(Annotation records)
# # # # # # #

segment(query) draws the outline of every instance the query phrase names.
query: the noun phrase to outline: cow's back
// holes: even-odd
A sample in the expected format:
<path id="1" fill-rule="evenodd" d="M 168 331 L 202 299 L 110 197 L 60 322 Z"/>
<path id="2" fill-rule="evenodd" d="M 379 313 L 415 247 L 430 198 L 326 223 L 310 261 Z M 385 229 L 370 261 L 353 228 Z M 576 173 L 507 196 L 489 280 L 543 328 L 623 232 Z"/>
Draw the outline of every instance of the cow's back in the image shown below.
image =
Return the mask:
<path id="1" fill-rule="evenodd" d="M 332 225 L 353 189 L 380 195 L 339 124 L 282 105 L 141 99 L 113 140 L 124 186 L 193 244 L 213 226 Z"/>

# # # # # # #

**DIRECTION:** Return all of the data exactly as it reads.

**THE ANSWER:**
segment(query) draws the outline of every instance the query phrase names.
query: the noun phrase to outline: cow's back
// holes: even-odd
A sample in the expected format:
<path id="1" fill-rule="evenodd" d="M 168 331 L 202 299 L 110 197 L 60 322 Z"/>
<path id="2" fill-rule="evenodd" d="M 379 313 L 415 247 L 430 198 L 326 223 L 310 261 Z M 385 229 L 370 261 L 353 228 Z M 576 173 L 507 196 L 489 280 L 543 328 L 623 232 Z"/>
Draw the outline of every instance of the cow's back in the image shown below.
image =
Return the mask:
<path id="1" fill-rule="evenodd" d="M 332 225 L 353 189 L 380 195 L 339 124 L 282 105 L 141 99 L 113 140 L 124 186 L 193 244 L 213 226 Z"/>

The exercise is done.